Nothing in the records below should be altered when they are retyped.

=== Begin Enclosure ===

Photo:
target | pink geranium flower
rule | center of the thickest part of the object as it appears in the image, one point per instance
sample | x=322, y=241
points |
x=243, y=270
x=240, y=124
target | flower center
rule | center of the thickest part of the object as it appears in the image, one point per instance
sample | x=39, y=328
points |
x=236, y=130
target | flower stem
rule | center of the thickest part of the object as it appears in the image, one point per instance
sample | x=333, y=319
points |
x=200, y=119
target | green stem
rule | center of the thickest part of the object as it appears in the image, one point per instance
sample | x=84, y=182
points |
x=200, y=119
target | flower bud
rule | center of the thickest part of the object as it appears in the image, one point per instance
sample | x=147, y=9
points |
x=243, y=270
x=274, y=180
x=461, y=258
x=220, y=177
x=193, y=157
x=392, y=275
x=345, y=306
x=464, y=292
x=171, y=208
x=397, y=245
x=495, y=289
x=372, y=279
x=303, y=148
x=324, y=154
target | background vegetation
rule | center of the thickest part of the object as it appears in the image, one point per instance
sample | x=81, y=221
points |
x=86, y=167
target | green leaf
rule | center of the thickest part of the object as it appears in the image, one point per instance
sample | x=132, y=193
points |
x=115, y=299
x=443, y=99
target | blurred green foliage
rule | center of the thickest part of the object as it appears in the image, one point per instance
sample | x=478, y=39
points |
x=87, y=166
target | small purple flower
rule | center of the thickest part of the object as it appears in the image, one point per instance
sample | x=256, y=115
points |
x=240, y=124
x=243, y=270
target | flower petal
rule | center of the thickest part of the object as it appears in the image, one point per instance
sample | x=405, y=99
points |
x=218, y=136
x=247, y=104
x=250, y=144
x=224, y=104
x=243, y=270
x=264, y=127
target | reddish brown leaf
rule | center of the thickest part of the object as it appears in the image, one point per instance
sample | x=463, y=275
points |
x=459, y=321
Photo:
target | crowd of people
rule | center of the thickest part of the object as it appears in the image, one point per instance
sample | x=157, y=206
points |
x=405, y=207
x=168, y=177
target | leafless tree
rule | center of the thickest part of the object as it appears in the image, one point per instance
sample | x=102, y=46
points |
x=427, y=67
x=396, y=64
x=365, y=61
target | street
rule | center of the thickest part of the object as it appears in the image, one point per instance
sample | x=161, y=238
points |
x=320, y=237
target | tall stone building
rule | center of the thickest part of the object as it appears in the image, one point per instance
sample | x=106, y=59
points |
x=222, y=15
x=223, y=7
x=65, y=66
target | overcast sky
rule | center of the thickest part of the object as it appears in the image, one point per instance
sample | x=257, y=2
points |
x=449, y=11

=== End Enclosure ===

Solution for this exercise:
Photo:
target | pink geranium flower
rule | center of the thickest part of the object as it appears in the image, one point per instance
sample | x=322, y=241
points |
x=243, y=270
x=240, y=124
target | flower center
rule | center of the thickest part of the object as it appears in the image, one point per instance
sample | x=39, y=328
points |
x=236, y=130
target | flower stem
rule | center of the thickest part of the object as it appears in the image, one point per instance
sample | x=333, y=319
points |
x=200, y=119
target | green stem
rule | center of the thickest part of the object as it appears in the image, one point per instance
sample | x=84, y=182
points |
x=200, y=119
target | flower bud
rule | center of the thickest part of the object as it appears in the image, one point per instance
sample | x=147, y=9
points |
x=243, y=270
x=274, y=180
x=461, y=258
x=220, y=177
x=193, y=157
x=392, y=275
x=345, y=306
x=464, y=292
x=171, y=208
x=397, y=245
x=495, y=289
x=372, y=279
x=303, y=148
x=324, y=154
target | background vegetation
rule | center of the thickest part of the object as it appears in the image, one point per instance
sample | x=81, y=221
points |
x=86, y=167
target | green leaf
rule | center of the thickest part of the object as it appears in the image, one point per instance
sample | x=132, y=193
points |
x=115, y=299
x=443, y=99
target | blurred green foliage
rule | center of the thickest part of the object as it appears in the image, one point per instance
sample | x=478, y=39
points |
x=87, y=166
target | small purple flower
rule | center of the thickest part of the object as it appears in the image, one point per instance
sample | x=256, y=115
points |
x=240, y=124
x=243, y=270
target | flower petal
rule | center of the thickest part of the object as it appears in the image, one point per instance
sample | x=405, y=99
points |
x=218, y=136
x=247, y=104
x=250, y=144
x=224, y=104
x=243, y=270
x=264, y=127
target | reddish brown leaf
rule | center of the thickest part of the object as it appears in the image, one point per instance
sample | x=463, y=275
points |
x=459, y=321
Photo:
target | crowd of people
rule | center of the thickest part of the object as it appears in the image, one point per instance
sample | x=157, y=206
points |
x=405, y=207
x=168, y=177
target | leafless tree
rule | center of the thickest part of the object as it appears in the image, one point per instance
sample | x=102, y=46
points |
x=427, y=67
x=396, y=64
x=365, y=61
target | street
rule | center of the thickest part of the object as it appears in the image, one point per instance
sample | x=161, y=238
points |
x=320, y=237
target | tall stone building
rule | center of the thickest part of the object as it appears in the image, one point per instance
sample | x=106, y=59
points |
x=222, y=15
x=223, y=7
x=65, y=66
target | overcast sky
rule | center of the thickest part of the object as it appears in the image, one point per instance
sample | x=257, y=2
points |
x=449, y=11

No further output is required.